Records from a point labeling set
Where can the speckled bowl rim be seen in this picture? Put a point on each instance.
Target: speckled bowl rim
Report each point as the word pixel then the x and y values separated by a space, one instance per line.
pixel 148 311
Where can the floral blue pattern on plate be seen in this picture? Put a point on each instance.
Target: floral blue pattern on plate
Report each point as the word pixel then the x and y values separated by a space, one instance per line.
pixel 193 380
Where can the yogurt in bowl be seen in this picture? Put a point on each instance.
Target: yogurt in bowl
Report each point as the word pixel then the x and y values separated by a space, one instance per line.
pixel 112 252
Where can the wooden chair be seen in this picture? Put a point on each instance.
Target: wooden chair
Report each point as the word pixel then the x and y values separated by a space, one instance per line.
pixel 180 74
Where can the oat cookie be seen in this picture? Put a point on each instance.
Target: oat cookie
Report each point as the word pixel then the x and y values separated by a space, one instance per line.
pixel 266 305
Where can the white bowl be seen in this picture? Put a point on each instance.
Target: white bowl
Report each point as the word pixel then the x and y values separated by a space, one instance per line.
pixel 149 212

**TASK:**
Rewrite as a numbered list the lines starting at the one containing "Where can the white" and ending with the last line of the rows, omitting any blank lines.

**OUTPUT OF THE TASK:**
1. Where can the white bowl be seen in this picture? Put a point on each instance.
2. Target: white bowl
3. Report each point as the word pixel then the x and y values separated by a space, one instance per line.
4. pixel 149 212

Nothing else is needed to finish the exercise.